-------- Selected extract --------

Edubabble: a scaffolded, self-reflected authentic C.E.F.R. and Common Core peer assessment collaboration which leverages coding genius hour codesign into project-based inquiry proficiency assessment tracked through Google hangouts and Edmodo accounts in order to start the conversation piece and moving forward to provide real-time feedback sociolinguistic competence metacognitive online anus accountability.

Embedded reading: a series of texts, the first of which is short and simple and contains the target vocabulary and structures being acquired.  The next two or three texts contain the same vocabulary, but add increasingly more dialogue, detail, etc. Invented (basically by accident) by Laurie Clarq and Michelle Whaley, embedded (a.k.a. “scaffolded”) reading provides low-stress buildup to reading complex texts, and lots of vocab repetition.

Feedback: something which teachers love giving, and students’ brains find impossible to use to acquire language.

Food cart/truck: when the crepe/taco/samosa truck comes to your school, and students get to “use the target language in culturally authentic communicative ways.”  A.K.A. kids text and chat in L1 for an hour and say/hear ten words in the target language.  Easy on students, and teacher, and a brilliant way to tick boxes while getting nothing done.

Free voluntary reading (FVR): allowing students to read what they want, with no assessment or “accountability” measures. A significant booster of language acquisition (in L1 and L2), and terrifier of control-freak teachers.

Frequency: how often a word is used in speech or writing.  High-frequency vocabulary items are more often used than low-frequency items, and form the basis of communication.  Good languages teaching begins with the highest-frequency words.

--------

# [Short task]
Print the language-teaching glossary above word for word, beginning at the words "Feedback: something which" and stopping after "of control-freak teachers.".

-------- Data entries --------

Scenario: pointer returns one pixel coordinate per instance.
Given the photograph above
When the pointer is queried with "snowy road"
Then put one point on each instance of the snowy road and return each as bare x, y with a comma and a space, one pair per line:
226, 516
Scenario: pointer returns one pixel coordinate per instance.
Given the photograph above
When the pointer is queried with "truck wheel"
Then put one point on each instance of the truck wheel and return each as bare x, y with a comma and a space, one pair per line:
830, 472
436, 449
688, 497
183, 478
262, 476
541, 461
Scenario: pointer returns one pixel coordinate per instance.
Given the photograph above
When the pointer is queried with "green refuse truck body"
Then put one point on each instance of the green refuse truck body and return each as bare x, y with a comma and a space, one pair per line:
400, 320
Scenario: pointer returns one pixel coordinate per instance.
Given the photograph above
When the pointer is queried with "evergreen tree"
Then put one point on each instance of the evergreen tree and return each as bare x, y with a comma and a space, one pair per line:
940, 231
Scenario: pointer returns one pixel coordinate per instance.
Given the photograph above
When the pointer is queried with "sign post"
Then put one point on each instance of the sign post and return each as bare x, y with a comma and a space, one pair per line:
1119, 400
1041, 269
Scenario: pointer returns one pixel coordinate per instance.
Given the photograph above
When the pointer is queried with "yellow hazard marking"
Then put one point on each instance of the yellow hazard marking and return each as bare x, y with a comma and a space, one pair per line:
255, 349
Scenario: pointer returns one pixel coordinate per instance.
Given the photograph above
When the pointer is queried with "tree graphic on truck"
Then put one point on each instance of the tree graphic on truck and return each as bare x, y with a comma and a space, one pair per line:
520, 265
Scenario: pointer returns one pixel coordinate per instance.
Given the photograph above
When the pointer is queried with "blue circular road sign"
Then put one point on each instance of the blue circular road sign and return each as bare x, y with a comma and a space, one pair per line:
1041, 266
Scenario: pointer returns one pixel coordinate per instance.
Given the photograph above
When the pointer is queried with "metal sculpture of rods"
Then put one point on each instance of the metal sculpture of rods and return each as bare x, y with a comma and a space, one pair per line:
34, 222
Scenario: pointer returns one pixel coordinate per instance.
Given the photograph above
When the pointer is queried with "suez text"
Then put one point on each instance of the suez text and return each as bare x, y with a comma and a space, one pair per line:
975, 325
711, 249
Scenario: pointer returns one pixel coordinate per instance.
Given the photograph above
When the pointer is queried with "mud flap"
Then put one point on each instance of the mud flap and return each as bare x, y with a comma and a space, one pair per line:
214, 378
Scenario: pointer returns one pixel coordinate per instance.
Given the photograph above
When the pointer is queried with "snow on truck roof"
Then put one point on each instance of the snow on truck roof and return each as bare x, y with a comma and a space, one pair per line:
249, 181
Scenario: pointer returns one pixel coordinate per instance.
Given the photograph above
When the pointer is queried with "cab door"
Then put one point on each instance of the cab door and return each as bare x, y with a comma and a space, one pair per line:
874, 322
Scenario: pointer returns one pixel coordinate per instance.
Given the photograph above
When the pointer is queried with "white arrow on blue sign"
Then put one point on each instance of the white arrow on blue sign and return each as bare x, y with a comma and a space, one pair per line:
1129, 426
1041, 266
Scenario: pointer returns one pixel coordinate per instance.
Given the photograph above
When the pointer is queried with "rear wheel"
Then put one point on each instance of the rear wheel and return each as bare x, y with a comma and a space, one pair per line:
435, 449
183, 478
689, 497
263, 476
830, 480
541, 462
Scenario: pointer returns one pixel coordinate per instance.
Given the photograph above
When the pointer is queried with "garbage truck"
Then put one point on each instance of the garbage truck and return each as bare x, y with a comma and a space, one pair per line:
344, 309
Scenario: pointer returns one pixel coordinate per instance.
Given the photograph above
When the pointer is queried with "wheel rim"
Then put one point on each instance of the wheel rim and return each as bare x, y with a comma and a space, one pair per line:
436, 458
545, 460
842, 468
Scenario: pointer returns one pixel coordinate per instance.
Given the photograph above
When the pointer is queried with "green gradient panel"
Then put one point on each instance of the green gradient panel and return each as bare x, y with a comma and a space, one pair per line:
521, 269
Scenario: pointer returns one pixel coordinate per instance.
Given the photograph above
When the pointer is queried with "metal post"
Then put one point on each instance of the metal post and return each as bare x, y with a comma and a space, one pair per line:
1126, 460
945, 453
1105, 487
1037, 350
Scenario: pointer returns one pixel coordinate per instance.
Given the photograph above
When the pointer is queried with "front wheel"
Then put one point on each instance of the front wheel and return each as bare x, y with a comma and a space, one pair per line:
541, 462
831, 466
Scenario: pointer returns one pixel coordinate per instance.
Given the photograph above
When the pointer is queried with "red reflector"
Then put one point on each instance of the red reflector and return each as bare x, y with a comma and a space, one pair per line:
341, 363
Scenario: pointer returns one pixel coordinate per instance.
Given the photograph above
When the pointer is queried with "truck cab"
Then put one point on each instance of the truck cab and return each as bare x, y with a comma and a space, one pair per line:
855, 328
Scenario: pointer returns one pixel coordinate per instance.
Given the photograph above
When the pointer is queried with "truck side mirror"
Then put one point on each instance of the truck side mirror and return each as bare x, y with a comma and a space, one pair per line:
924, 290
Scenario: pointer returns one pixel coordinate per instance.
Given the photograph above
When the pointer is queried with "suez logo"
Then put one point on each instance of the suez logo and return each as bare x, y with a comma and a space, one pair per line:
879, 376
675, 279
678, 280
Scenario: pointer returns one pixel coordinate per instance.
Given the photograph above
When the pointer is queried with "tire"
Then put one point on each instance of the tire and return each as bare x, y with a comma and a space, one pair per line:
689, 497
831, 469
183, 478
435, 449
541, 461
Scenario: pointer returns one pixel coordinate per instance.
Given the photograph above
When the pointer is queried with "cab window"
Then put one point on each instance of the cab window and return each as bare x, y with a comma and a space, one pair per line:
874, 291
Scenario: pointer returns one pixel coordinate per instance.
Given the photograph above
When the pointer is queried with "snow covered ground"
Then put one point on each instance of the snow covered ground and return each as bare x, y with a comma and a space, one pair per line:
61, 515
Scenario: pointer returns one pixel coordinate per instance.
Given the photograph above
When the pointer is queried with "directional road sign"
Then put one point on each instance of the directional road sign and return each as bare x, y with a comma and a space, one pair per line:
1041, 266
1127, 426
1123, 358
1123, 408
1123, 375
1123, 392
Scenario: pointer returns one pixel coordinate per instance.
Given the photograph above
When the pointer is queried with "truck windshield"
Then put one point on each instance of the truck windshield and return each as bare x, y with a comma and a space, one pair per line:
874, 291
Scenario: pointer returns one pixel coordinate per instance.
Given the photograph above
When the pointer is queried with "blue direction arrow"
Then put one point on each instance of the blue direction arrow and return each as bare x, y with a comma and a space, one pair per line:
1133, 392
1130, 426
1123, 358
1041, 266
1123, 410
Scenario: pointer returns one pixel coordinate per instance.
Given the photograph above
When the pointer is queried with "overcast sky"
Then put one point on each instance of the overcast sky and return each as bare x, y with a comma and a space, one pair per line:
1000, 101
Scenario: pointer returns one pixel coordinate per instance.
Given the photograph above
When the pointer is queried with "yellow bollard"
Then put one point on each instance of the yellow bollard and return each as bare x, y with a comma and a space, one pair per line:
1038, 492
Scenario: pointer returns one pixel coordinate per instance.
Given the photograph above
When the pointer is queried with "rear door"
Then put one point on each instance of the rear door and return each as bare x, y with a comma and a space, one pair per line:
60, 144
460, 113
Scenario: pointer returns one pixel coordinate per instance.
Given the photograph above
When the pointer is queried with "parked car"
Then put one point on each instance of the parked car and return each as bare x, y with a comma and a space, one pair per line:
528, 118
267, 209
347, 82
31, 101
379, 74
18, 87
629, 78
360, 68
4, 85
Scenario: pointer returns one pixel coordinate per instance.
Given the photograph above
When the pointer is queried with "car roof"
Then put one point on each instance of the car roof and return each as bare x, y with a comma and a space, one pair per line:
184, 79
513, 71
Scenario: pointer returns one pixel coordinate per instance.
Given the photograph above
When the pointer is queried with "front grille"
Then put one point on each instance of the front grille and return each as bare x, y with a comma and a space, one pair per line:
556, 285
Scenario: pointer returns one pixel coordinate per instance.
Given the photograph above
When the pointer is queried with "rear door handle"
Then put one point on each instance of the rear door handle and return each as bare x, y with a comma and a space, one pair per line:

--------

# [Result below]
Feedback: something which teachers love giving, and students’ brains find impossible to use to acquire language.

Food cart/truck: when the crepe/taco/samosa truck comes to your school, and students get to “use the target language in culturally authentic communicative ways.”  A.K.A. kids text and chat in L1 for an hour and say/hear ten words in the target language.  Easy on students, and teacher, and a brilliant way to tick boxes while getting nothing done.

Free voluntary reading (FVR): allowing students to read what they want, with no assessment or “accountability” measures. A significant booster of language acquisition (in L1 and L2), and terrifier of control-freak teachers.